## Start SELECTED EXTRACT

The fossil fuels complex could pull near-curve prices at the French electricity market in opposing directions over coming weeks, as the outlook for coal remains bearish while there is potential for upside on gas according to one analyst.
Meanwhile, risk arising from nuclear availability uncertainty is largely priced in and is unlikely to push short-term prices much higher, according to traders.
While coal and nuclear availability have been key drivers of French power during the summer months, French gas-fired plants are expected to play a bigger role in price setting in the fourth quarter.
This is because the weaker demand of the summer months limits the share of gas-fired generation in the power mix and enhances the role of interconnector flows in marginal price setting, particularly imports of coal-fired power from Germany. Imports are insufficient to cover peak generation during the winter, however, which means French gas-fired plants become more prominent in setting marginal power prices.
The thermal factor
“Coal prices have been high for a while now, particularly in the Asia-Pacific, due to high demand, production cuts in China and reduced supplies from Indonesia,” according to senior analyst Hans Gunnar Navik at consultancy Nena.
“It seems the Chinese production cuts will be sustained, but we should see increased supply from Indonesia and Australia. The cooling demand [for air conditioning], which has boosted coal-fired generation in the region, will also decline as the season changes,” he said.

## End SELECTED EXTRACT

● **PROMPT A**:
Quote the French power market article from "The fossil fuels" up to and including "according to traders.".
● **PROMPT B**:
Decide whether each statement agrees with the French power market article, answering yes or no and quoting the deciding words: (i) Traders consider the risk from nuclear availability uncertainty to be largely priced in. (ii) French gas-fired plants are expected to play a smaller role in price setting in the fourth quarter. (iii) Navik expects the Chinese production cuts to be sustained.
● **PROMPT C**:
Proceed with the French power market article, picking up after its final sentence.
The dataset entries are separate material and have no connection to the French power market article.

## Start EXCERPTED DATA

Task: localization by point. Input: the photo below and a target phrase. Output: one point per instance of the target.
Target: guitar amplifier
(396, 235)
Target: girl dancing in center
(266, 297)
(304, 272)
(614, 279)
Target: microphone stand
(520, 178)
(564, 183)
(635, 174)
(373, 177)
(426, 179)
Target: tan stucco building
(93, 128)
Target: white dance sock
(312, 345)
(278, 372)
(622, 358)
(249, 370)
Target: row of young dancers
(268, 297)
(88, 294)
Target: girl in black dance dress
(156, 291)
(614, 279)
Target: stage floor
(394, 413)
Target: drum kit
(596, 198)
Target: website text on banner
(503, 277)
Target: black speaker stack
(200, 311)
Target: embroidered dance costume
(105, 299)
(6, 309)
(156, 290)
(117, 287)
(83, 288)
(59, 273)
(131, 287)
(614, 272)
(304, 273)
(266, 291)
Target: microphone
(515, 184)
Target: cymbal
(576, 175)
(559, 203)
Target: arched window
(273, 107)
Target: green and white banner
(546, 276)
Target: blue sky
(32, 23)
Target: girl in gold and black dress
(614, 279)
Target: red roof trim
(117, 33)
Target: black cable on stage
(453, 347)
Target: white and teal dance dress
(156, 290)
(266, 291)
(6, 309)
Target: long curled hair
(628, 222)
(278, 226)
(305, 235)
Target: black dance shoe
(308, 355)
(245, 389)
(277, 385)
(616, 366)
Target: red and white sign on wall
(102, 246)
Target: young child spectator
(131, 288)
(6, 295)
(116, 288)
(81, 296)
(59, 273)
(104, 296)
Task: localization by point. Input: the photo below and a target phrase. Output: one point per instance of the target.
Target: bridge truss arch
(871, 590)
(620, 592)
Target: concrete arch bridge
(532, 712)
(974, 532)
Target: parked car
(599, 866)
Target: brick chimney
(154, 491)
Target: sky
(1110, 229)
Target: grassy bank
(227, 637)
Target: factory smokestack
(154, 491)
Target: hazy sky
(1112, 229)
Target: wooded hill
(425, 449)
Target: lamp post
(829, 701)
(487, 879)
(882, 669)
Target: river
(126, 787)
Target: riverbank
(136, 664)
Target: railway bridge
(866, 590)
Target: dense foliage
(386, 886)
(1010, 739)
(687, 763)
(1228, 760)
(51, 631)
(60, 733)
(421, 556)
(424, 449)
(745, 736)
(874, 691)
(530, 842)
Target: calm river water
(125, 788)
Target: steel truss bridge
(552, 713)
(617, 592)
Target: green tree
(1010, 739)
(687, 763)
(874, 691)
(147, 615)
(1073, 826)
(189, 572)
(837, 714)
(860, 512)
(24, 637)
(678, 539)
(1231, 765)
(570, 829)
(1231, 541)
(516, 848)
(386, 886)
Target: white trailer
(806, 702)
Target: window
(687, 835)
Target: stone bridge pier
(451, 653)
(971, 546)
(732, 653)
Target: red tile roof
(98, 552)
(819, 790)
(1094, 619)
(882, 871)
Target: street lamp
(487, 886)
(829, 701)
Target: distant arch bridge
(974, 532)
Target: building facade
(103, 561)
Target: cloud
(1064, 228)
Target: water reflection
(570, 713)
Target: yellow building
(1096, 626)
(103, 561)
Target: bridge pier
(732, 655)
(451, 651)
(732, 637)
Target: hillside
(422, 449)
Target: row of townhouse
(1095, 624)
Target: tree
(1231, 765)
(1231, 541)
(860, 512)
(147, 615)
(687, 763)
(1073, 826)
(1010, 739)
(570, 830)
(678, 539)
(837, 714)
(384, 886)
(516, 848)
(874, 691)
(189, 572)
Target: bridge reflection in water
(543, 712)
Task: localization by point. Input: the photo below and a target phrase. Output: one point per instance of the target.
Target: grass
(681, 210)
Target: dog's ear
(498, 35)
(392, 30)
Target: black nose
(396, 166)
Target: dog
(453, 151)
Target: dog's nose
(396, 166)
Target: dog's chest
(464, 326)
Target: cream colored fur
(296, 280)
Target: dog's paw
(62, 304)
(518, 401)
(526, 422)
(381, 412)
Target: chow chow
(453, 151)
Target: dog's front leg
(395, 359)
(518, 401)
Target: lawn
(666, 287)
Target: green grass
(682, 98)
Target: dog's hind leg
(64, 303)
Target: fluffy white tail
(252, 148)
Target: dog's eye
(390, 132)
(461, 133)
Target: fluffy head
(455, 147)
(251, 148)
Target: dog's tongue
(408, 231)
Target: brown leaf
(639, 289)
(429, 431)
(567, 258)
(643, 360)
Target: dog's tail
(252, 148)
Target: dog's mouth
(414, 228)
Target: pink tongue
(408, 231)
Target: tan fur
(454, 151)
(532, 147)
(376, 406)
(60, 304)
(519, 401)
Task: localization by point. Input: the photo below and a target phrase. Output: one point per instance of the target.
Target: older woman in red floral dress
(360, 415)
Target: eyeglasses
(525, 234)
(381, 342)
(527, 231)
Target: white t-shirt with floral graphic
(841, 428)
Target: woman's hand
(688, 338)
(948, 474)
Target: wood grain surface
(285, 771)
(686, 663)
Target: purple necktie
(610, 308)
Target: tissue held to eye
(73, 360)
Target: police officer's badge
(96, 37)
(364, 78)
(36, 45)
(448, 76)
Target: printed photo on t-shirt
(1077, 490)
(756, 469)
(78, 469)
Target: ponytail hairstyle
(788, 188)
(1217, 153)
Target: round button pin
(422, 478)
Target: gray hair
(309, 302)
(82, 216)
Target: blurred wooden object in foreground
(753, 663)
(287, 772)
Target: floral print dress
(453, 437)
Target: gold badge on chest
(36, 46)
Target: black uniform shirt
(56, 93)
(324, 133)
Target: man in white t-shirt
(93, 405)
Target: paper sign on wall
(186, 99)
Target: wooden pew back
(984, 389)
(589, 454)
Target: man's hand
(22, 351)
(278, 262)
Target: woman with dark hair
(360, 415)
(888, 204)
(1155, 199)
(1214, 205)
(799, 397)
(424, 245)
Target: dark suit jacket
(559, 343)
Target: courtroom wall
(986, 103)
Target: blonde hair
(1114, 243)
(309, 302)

## End EXCERPTED DATA

● **ANSWER A**:
The fossil fuels complex could pull near-curve prices at the French electricity market in opposing directions over coming weeks, as the outlook for coal remains bearish while there is potential for upside on gas according to one analyst.
Meanwhile, risk arising from nuclear availability uncertainty is largely priced in and is unlikely to push short-term prices much higher, according to traders.

● **ANSWER B**:
(i) Yes: "risk arising from nuclear availability uncertainty is largely priced in"
(ii) No: "French gas-fired plants are expected to play a bigger role in price setting in the fourth quarter"
(iii) Yes: "It seems the Chinese production cuts will be sustained"

● **ANSWER C**:
Asian coal prices have affected European markets, as supplies from Colombia and Russia have been diverted. The ICE Rotterdam Coal Futures product for 2017 delivery has averaged $58.80/tonne so far in the third quarter, compared to $48.32/tonne during the previous quarter.
“I don’t see much downside on gas, however,” Navik said. “European hub prices may have bottomed out this year and have so far been insufficient to attract the increasing volume of American LNG exports.
“Maintenance at the UK storage facility Rough could also have an impact this winter, though some of this risk is already priced in,” he said.
Uncertainties regarding nuclear availability have also contributed to higher prices this summer. Compared to last year, availability has been down by over 9GW or 8% on average so far in August and is scheduled to be down by 3.5GW in September (see graph).
Frequent changes to the maintenance schedule also mean that traders expect availability to be lower at delivery than forecast only days before.
The ongoing uncertainty has resulted in a risk premium on the front month, which may have been overdone making it likely that prices will actually be lower at delivery, according to traders.
The rate of run-of-river hydropower generation in France has dropped sharply over the last two months, and had a lower weekly average in week 33 compared to the previous year for the first time since mid-May (see graph).
Precipitation in the Alpine regions was still above the norm in July but rainfall has been rare so far in August and is forecast as low in the Alps and the Pyrenees for the next 10 days, according to meteorologist Weather Services International.
Infill into reservoirs has stagnated and stocks fell week on week in week 33 for the first time since late April (see graph).
The combined share of hydro in the French power mix dropped to 9% during the week, compared to 13% in July. This has pushed nuclear close to 80% over the last two weeks despite weak availability, tightening supply margins and making France dependent on imports.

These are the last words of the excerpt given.